▶ _Teks Sumber_
Kantamedia.com – Sekretaris Jenderal Aliansi Jurnalis Independen (AJI) Indonesia Bayu Wardhana mengkritik praktik pemerintah yang kerap menggandeng influencer untuk kampanye dan sosialisasi kebijakan.
Ia mendesak agar anggaran iklan pemerintah dialihkan ke media massa sebagai bentuk afirmasi dalam menyelamatkan industri pers dari gelombang PHK.
“Pemerintah seharusnya tidak membayar influencer, melainkan menempatkan iklan mereka di media massa,” tegas Bayu dalam pernyataannya, Minggu (11/5/2025).
Bayu menegaskan pers memiliki peran penting sebagai jembatan antara pemerintah dan masyarakat. Pers tak hanya menyampaikan kebijakan pemerintah kepada publik, tetapi juga menyuarakan aspirasi warga kepada para pengambil keputusan.
“Media massa menjadi penyambung lidah rakyat. Ia menyampaikan apa yang disuarakan masyarakat dan menyosialisasikan program pemerintah,” ujarnya sekjen AJI itu.
Pers Terikat Etika dan Undang-Undang, Bukan Sekadar Humas
Berbeda dengan influencer, media massa bekerja berdasarkan kode etik jurnalistik dan berada di bawah payung undang-undang. Menurut Bayu, influencer hanyalah corong promosi, bukan lembaga kontrol sosial yang sah.

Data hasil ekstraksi
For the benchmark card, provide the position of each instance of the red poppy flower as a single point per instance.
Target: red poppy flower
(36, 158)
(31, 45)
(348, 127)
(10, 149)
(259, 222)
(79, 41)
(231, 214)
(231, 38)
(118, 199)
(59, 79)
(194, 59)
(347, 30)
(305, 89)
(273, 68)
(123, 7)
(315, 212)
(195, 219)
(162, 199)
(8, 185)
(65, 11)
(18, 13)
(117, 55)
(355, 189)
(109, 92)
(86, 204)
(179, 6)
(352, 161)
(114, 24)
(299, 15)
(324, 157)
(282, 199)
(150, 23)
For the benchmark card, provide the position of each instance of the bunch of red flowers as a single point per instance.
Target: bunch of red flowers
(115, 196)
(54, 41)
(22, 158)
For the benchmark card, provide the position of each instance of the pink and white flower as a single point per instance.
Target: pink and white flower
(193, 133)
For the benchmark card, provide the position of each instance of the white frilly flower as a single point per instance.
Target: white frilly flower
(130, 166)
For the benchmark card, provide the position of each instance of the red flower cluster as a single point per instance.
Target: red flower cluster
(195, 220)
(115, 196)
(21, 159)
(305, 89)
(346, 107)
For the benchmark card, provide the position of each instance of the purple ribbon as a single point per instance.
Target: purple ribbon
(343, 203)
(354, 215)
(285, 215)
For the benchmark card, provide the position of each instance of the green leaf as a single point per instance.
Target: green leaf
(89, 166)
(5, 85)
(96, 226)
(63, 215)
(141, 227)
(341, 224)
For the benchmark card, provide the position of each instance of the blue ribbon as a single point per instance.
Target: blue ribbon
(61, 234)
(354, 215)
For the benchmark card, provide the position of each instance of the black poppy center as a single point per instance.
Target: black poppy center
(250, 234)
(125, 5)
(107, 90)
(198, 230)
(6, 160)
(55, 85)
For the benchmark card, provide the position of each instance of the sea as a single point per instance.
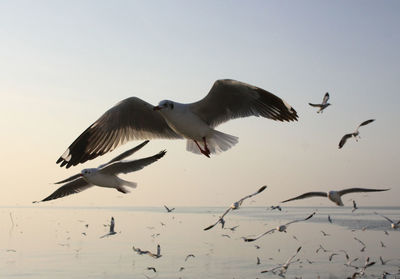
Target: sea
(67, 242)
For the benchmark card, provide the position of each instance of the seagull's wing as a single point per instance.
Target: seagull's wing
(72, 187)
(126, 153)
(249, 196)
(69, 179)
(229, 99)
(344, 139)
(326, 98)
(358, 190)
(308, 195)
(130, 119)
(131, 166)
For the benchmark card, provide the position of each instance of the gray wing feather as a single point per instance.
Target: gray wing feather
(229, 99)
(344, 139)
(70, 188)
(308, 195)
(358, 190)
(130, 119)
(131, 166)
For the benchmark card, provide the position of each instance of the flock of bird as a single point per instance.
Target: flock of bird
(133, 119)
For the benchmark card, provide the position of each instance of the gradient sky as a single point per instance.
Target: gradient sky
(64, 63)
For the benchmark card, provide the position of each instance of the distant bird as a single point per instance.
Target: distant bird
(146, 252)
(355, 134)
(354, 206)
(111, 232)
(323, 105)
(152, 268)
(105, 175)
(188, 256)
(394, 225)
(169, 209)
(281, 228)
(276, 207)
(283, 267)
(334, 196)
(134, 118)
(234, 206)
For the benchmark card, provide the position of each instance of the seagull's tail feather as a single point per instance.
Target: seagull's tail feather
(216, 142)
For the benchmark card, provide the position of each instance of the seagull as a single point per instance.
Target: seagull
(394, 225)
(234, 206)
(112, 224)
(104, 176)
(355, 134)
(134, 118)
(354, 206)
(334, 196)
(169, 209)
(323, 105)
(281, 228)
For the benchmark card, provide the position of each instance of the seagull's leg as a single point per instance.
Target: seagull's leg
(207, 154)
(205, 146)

==

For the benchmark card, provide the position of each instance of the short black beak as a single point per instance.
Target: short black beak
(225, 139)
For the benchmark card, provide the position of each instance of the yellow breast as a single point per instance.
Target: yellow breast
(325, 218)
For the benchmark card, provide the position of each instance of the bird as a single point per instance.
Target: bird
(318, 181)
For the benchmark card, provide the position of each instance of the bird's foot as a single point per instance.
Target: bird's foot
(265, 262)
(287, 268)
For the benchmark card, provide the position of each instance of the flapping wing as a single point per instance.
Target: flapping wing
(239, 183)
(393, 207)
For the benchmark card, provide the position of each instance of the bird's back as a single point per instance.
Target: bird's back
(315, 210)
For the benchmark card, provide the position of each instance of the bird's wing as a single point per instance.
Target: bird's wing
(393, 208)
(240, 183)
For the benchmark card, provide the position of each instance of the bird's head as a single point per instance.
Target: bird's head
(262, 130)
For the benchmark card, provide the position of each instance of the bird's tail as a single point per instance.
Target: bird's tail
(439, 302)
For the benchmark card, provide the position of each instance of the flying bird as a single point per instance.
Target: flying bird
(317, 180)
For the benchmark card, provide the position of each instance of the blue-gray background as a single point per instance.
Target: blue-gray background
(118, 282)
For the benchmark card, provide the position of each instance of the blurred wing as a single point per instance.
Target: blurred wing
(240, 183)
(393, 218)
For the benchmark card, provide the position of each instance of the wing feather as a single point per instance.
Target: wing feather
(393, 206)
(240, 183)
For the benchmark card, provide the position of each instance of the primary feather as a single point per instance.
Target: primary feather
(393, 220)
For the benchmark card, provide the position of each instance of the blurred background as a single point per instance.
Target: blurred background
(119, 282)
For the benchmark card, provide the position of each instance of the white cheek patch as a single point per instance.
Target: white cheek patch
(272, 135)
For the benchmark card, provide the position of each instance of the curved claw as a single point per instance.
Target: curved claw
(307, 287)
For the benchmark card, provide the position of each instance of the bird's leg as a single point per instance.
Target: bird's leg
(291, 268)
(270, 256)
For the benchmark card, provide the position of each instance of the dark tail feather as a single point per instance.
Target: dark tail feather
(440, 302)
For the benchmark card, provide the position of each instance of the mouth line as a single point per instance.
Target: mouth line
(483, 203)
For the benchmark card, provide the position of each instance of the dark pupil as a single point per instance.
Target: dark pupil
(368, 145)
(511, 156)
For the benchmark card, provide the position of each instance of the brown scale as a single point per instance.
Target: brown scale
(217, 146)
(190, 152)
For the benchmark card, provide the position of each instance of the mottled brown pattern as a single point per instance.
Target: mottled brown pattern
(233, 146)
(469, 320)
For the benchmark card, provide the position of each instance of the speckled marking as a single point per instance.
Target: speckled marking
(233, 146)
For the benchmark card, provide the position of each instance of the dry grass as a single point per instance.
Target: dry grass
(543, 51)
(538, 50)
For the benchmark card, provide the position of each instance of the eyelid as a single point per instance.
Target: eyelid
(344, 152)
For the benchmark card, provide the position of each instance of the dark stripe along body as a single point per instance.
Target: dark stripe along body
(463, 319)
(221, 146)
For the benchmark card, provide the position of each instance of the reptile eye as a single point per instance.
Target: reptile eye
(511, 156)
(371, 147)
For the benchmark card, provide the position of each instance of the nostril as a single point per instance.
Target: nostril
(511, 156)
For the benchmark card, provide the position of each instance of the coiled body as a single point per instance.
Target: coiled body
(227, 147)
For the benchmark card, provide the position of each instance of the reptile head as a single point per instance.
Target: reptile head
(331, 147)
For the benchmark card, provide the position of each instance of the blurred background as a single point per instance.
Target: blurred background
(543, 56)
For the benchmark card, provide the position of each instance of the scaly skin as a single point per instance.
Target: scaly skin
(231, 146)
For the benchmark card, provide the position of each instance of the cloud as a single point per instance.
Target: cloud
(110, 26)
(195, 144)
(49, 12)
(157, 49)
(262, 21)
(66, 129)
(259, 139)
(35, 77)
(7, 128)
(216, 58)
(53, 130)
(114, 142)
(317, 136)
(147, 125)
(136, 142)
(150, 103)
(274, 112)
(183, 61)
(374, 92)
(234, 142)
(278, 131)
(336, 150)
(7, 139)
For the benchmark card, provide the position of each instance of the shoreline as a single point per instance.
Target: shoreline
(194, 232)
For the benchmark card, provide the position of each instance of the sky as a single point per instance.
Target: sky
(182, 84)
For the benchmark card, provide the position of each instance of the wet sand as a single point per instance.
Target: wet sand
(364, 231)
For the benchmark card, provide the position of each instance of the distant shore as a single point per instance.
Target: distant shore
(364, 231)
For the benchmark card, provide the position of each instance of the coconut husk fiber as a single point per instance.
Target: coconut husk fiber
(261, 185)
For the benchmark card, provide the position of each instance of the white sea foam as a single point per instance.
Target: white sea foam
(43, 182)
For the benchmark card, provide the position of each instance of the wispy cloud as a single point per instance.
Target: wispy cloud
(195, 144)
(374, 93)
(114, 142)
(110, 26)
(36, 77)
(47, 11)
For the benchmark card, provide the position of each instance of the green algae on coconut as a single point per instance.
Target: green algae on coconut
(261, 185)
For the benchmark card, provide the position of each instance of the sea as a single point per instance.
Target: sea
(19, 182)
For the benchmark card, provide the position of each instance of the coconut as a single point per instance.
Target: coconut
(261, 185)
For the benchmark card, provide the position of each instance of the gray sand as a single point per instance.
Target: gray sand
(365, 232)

==

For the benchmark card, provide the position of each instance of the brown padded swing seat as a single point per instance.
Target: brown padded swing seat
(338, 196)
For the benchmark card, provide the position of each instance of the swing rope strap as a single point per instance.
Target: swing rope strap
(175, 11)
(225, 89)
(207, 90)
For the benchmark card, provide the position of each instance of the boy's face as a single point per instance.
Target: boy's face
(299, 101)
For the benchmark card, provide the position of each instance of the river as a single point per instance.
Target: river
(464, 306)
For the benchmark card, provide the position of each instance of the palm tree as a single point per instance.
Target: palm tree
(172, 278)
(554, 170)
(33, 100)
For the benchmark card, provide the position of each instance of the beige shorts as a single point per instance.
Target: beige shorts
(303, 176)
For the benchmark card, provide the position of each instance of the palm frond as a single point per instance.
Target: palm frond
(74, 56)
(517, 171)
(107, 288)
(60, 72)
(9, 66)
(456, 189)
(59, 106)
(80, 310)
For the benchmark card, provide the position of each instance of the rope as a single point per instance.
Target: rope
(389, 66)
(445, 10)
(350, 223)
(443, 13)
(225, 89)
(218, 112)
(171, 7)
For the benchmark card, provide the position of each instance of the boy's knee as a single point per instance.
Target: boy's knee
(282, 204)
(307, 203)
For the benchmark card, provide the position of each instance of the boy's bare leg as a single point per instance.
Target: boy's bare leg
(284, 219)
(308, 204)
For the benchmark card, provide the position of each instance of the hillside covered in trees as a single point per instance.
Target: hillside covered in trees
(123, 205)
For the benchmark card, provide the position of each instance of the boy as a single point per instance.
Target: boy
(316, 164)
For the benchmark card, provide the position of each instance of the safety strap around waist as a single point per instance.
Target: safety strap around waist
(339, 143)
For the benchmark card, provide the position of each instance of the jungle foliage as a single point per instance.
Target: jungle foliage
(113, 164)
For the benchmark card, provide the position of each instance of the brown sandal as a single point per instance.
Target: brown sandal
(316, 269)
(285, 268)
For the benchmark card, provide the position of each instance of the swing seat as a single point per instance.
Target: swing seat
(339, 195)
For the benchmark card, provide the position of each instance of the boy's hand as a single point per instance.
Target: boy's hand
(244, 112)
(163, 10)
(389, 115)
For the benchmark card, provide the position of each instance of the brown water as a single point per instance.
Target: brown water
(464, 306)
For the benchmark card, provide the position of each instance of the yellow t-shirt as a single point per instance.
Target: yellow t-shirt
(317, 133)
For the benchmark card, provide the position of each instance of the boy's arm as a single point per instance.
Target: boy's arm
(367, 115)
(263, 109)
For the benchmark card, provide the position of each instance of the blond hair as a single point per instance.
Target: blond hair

▶ _Tugas dan Latihan_
- 1) Salin kembali bagian berita tentang AJI dari "Bayu menegaskan pers" sampai "sosial yang sah.", dan namai ulang "influencer" menjadi "pemengaruh".
- 2) Menurut berita tentang AJI, ke mana Bayu mendesak agar anggaran iklan pemerintah dialihkan?
Data di atas tidak diperlukan untuk mengerjakan apa pun.

▶ _Jawaban Setiap Tugas_
- 1)
Bayu menegaskan pers memiliki peran penting sebagai jembatan antara pemerintah dan masyarakat. Pers tak hanya menyampaikan kebijakan pemerintah kepada publik, tetapi juga menyuarakan aspirasi warga kepada para pengambil keputusan.
“Media massa menjadi penyambung lidah rakyat. Ia menyampaikan apa yang disuarakan masyarakat dan menyosialisasikan program pemerintah,” ujarnya sekjen AJI itu.
Pers Terikat Etika dan Undang-Undang, Bukan Sekadar Humas
Berbeda dengan pemengaruh, media massa bekerja berdasarkan kode etik jurnalistik dan berada di bawah payung undang-undang. Menurut Bayu, pemengaruh hanyalah corong promosi, bukan lembaga kontrol sosial yang sah.

- 2) Ke media massa.